● EXTRAIT PRÉSENTÉ:
»»
Casser le huis clos des affrontements
Dans la crise thaïlandaise, le gouvernement et ses opposants semblent incapables de sortir de l’ornière. Une médiation extérieure est nécessaire
La Thaïlande n’est plus aujourd’hui le pays du sourire. Le spectacle des violences au cœur de Bangkok, dans un pays asiatique émergent réputé pour avoir, au cours de son histoire, toujours forgé des compromis, vaut tous les commentaires.
Rien, bien sûr, n’a changé dans l’ex-Royaume de Siam, où la population reste profondément bienveillante envers les étrangers et les touristes. Mais cette vitrine qu’est Bangkok s’est brisée avec le face-à-face armé, en son centre névralgique, entre soldats et protestataires. L’apaisement éphémère constaté dimanche, obtenu au bout des fusils et après des dizaines de morts, aura bien du mal à dissiper l’incapacité de l’actuel gouvernement et de ses plus irréductibles opposants à trouver, après deux mois de manifestations et de provocations, une issue pacifique digne d’un Etat de droit moderne.
Même si, à court terme, une sortie de crise négociée devait se dessiner, force est de constater que l’alchimie historique positive de ce royaume jamais colonisé, ouvert sur l’extérieur, et dominé par un bouddhisme pacifique, a cette fois buté pour le pire sur l’intransigeance des forces en présence et de leurs leaders. A l’ombre d’un vieux monarque, Bhumibol Adulyadej (82 ans, monté sur le trône en… juin 1946), affaibli par la maladie, par les divisions de son entourage et par son inéluctable fin de règne.
««
● DONNÉES EXTRAITES:
»»
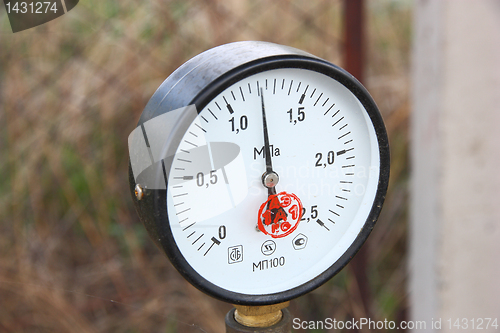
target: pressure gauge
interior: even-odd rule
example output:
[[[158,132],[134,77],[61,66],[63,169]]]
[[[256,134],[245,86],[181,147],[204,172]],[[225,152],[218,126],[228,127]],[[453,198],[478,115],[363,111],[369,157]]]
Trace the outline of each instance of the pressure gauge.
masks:
[[[208,50],[160,86],[129,137],[151,238],[205,293],[284,302],[338,273],[389,178],[374,101],[349,73],[264,42]]]

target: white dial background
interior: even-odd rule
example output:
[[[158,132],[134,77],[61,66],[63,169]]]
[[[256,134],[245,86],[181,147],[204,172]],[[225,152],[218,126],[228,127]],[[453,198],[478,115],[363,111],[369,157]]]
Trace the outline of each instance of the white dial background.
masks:
[[[283,238],[256,230],[268,196],[259,88],[277,192],[294,193],[305,208]],[[354,242],[375,199],[379,165],[369,116],[343,85],[305,69],[255,74],[214,98],[186,131],[168,178],[173,237],[187,263],[223,289],[292,289]]]

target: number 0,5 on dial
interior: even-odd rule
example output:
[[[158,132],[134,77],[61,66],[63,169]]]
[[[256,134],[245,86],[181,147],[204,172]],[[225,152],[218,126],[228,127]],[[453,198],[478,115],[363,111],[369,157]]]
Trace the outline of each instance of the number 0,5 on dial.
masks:
[[[368,236],[387,187],[387,137],[369,94],[338,67],[269,43],[220,48],[207,52],[242,63],[186,98],[197,114],[179,120],[157,168],[166,185],[150,206],[162,211],[142,219],[201,290],[282,302],[324,283]]]

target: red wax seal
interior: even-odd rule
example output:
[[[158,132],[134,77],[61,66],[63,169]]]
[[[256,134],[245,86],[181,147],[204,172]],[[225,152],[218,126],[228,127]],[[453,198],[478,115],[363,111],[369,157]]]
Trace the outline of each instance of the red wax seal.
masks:
[[[270,195],[259,209],[259,230],[273,238],[290,235],[299,225],[302,202],[293,193]]]

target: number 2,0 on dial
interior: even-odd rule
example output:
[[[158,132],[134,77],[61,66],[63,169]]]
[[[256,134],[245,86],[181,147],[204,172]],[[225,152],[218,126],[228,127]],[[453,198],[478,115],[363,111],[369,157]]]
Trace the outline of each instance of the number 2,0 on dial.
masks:
[[[355,241],[379,167],[370,116],[343,84],[302,68],[248,75],[207,101],[183,133],[168,170],[173,239],[220,288],[290,290]]]

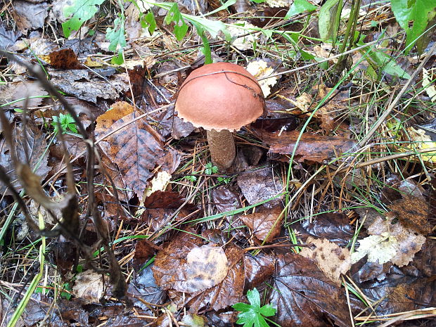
««
● TÂCHE 1:
Énumérez les trois facteurs qui, selon l'extrait sur la crise thaïlandaise, affaiblissent le vieux monarque Bhumibol Adulyadej.
● TÂCHE 2:
D'après l'extrait sur la crise thaïlandaise, depuis combien de temps durent les manifestations et les provocations ?
● TÂCHE 3:
Rédigez la suite de l'extrait sur la crise thaïlandaise à partir de sa dernière phrase.

● RÉSULTAT 1:
La maladie, les divisions de son entourage et son inéluctable fin de règne.

● RÉSULTAT 2:
Depuis deux mois.

● RÉSULTAT 3:
La suite s’écrit maintenant. Or la communauté internationale, Suisse comprise, ne doit surtout pas s’en désintéresser. Aussi brocardée soit-elle, notamment en raison du tourisme sexuel, la Thaïlande est un maillon clef, en Asie du Sud-Est, pour la démocratisation, la prospérité et l’équilibre régionaux.
L’avantage de Bangkok, toutefois, est d’être l’une des villes les plus mondialisées de la planète et d’avoir un solide réseau d’amis. Sans parler de la Confédération, presque considérée par le souverain comme son pays d’adoption puisqu’il y vécut entre 1933 et 1950. Une médiation de l’ONU est déjà à l’étude. Mais elle ne suffira pas. D’autres relais doivent être d’urgence activés. Des voix siamoises autres que celles des politiques, des généraux ou des activistes doivent s’exprimer. Pour casser le huis clos des affrontements et éviter que cet engrenage thaïlandais n’accouche de plus de fractures encore, d’incertitudes et d’instabilité.